■ The data
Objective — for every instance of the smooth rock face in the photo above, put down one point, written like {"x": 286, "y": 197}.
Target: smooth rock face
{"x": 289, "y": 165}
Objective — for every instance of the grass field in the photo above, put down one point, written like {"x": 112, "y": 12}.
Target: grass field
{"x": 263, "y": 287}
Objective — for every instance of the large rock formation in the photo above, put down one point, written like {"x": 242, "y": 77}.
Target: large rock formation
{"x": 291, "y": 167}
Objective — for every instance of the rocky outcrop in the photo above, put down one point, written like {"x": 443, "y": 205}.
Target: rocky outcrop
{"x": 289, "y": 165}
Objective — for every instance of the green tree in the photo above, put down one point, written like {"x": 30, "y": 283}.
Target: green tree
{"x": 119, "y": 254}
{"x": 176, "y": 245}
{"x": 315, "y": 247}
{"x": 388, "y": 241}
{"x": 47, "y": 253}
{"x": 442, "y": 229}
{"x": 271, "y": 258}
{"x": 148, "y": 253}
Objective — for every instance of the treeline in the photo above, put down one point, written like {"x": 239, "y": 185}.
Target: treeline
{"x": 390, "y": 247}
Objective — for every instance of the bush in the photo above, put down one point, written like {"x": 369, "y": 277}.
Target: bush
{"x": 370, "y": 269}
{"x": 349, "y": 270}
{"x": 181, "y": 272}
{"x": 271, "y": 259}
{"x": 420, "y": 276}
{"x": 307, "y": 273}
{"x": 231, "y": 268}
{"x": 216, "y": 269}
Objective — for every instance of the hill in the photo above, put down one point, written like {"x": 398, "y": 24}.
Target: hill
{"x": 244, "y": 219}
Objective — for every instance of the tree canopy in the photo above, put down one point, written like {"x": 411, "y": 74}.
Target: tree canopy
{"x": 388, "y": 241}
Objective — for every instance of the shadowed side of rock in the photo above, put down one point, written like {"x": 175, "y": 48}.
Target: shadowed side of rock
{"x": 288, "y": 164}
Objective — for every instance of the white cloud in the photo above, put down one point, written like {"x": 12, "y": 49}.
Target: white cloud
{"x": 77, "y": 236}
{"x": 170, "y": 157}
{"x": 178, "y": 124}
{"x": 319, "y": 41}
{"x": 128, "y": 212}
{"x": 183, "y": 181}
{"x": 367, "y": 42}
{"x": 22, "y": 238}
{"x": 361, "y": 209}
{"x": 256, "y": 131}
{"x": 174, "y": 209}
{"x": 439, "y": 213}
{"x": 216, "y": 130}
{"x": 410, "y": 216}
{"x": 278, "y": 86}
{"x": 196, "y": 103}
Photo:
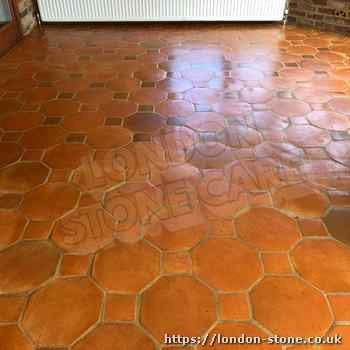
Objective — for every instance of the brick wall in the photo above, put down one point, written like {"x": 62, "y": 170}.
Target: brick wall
{"x": 331, "y": 15}
{"x": 26, "y": 14}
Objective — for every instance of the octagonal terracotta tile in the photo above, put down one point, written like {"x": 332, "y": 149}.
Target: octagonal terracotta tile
{"x": 241, "y": 137}
{"x": 50, "y": 201}
{"x": 11, "y": 338}
{"x": 152, "y": 74}
{"x": 202, "y": 96}
{"x": 178, "y": 233}
{"x": 126, "y": 268}
{"x": 190, "y": 307}
{"x": 301, "y": 200}
{"x": 146, "y": 96}
{"x": 59, "y": 108}
{"x": 67, "y": 156}
{"x": 341, "y": 105}
{"x": 145, "y": 122}
{"x": 12, "y": 224}
{"x": 280, "y": 304}
{"x": 85, "y": 231}
{"x": 95, "y": 97}
{"x": 27, "y": 265}
{"x": 175, "y": 108}
{"x": 255, "y": 95}
{"x": 123, "y": 85}
{"x": 285, "y": 153}
{"x": 267, "y": 120}
{"x": 205, "y": 122}
{"x": 120, "y": 109}
{"x": 262, "y": 227}
{"x": 336, "y": 221}
{"x": 232, "y": 108}
{"x": 210, "y": 155}
{"x": 9, "y": 106}
{"x": 21, "y": 121}
{"x": 339, "y": 151}
{"x": 116, "y": 336}
{"x": 324, "y": 263}
{"x": 297, "y": 74}
{"x": 9, "y": 153}
{"x": 109, "y": 137}
{"x": 307, "y": 136}
{"x": 83, "y": 121}
{"x": 22, "y": 177}
{"x": 175, "y": 85}
{"x": 310, "y": 95}
{"x": 43, "y": 137}
{"x": 221, "y": 263}
{"x": 132, "y": 206}
{"x": 290, "y": 107}
{"x": 62, "y": 311}
{"x": 39, "y": 94}
{"x": 329, "y": 120}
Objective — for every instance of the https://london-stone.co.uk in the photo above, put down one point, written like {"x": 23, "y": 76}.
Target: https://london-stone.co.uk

■ Exercise
No images belong in the copy. Transcribe every record exactly.

■ Answer to this problem
Objective — for every instance of the smooth rock face in the photo above, put down one point, written like {"x": 286, "y": 197}.
Target: smooth rock face
{"x": 289, "y": 165}
Objective — for every instance of the grass field in the photo above, put down one point, written like {"x": 112, "y": 12}.
Target: grass field
{"x": 263, "y": 287}
Objective — for every instance of the large rock formation in the photo above, put down one point, written like {"x": 242, "y": 77}.
Target: large rock formation
{"x": 291, "y": 167}
Objective — for every instance of the rocky outcrop in the photo above, put down one point, written like {"x": 443, "y": 205}.
Target: rocky outcrop
{"x": 289, "y": 165}
Objective — for every instance of the green tree in the photo above, put down one point, written like {"x": 30, "y": 283}.
Target: green tree
{"x": 119, "y": 254}
{"x": 176, "y": 245}
{"x": 315, "y": 247}
{"x": 388, "y": 241}
{"x": 47, "y": 253}
{"x": 442, "y": 229}
{"x": 271, "y": 258}
{"x": 148, "y": 253}
Objective — for every instance of the treeline in the photo above, put down one point, written like {"x": 239, "y": 185}.
Target: treeline
{"x": 390, "y": 247}
Objective — for every instance of the bush in the photo above, put down one point, written like {"x": 369, "y": 277}.
Target: bush
{"x": 370, "y": 269}
{"x": 349, "y": 270}
{"x": 181, "y": 272}
{"x": 271, "y": 259}
{"x": 420, "y": 276}
{"x": 307, "y": 273}
{"x": 231, "y": 268}
{"x": 216, "y": 269}
Objective — for every instance of the hill in the photo above, put down one point, written like {"x": 398, "y": 24}.
Target: hill
{"x": 244, "y": 219}
Objective — for every instance of the tree canopy in the photo above, put down one point, written like {"x": 411, "y": 74}.
Target: tree canopy
{"x": 388, "y": 241}
Objective — for every instance of the shadowed side of rock in the photo above, put down one point, written like {"x": 175, "y": 48}.
Target: shadowed side of rock
{"x": 288, "y": 164}
Objective — for every instance of the white cloud in the photo above, put down one point, written like {"x": 12, "y": 49}.
Target: white cloud
{"x": 77, "y": 236}
{"x": 170, "y": 157}
{"x": 178, "y": 124}
{"x": 319, "y": 41}
{"x": 128, "y": 212}
{"x": 183, "y": 181}
{"x": 367, "y": 42}
{"x": 22, "y": 238}
{"x": 361, "y": 209}
{"x": 256, "y": 131}
{"x": 174, "y": 209}
{"x": 439, "y": 213}
{"x": 216, "y": 130}
{"x": 410, "y": 216}
{"x": 278, "y": 86}
{"x": 196, "y": 103}
Photo:
Objective — for every instance of the brick wall in the photo above, put down one point, written like {"x": 62, "y": 170}.
Target: brick wall
{"x": 331, "y": 15}
{"x": 26, "y": 14}
Objective — for every instance of the octagonal terracotta tile in the photo above, put down one point, written like {"x": 332, "y": 149}.
Target: octagonal terracotta tile
{"x": 241, "y": 137}
{"x": 50, "y": 201}
{"x": 11, "y": 338}
{"x": 152, "y": 74}
{"x": 202, "y": 96}
{"x": 178, "y": 233}
{"x": 126, "y": 268}
{"x": 190, "y": 307}
{"x": 301, "y": 200}
{"x": 146, "y": 96}
{"x": 59, "y": 108}
{"x": 67, "y": 156}
{"x": 341, "y": 105}
{"x": 145, "y": 122}
{"x": 12, "y": 224}
{"x": 280, "y": 304}
{"x": 85, "y": 231}
{"x": 95, "y": 97}
{"x": 27, "y": 265}
{"x": 175, "y": 108}
{"x": 255, "y": 95}
{"x": 123, "y": 85}
{"x": 285, "y": 153}
{"x": 267, "y": 120}
{"x": 205, "y": 122}
{"x": 120, "y": 109}
{"x": 262, "y": 227}
{"x": 336, "y": 221}
{"x": 232, "y": 108}
{"x": 210, "y": 155}
{"x": 9, "y": 106}
{"x": 21, "y": 121}
{"x": 339, "y": 151}
{"x": 116, "y": 336}
{"x": 324, "y": 263}
{"x": 297, "y": 74}
{"x": 9, "y": 153}
{"x": 109, "y": 137}
{"x": 307, "y": 136}
{"x": 83, "y": 121}
{"x": 22, "y": 177}
{"x": 175, "y": 85}
{"x": 310, "y": 95}
{"x": 43, "y": 137}
{"x": 221, "y": 263}
{"x": 132, "y": 206}
{"x": 290, "y": 107}
{"x": 62, "y": 311}
{"x": 39, "y": 94}
{"x": 329, "y": 120}
Objective — for every instance of the https://london-stone.co.uk in the photo above, put down one point, written like {"x": 23, "y": 76}.
Target: https://london-stone.co.uk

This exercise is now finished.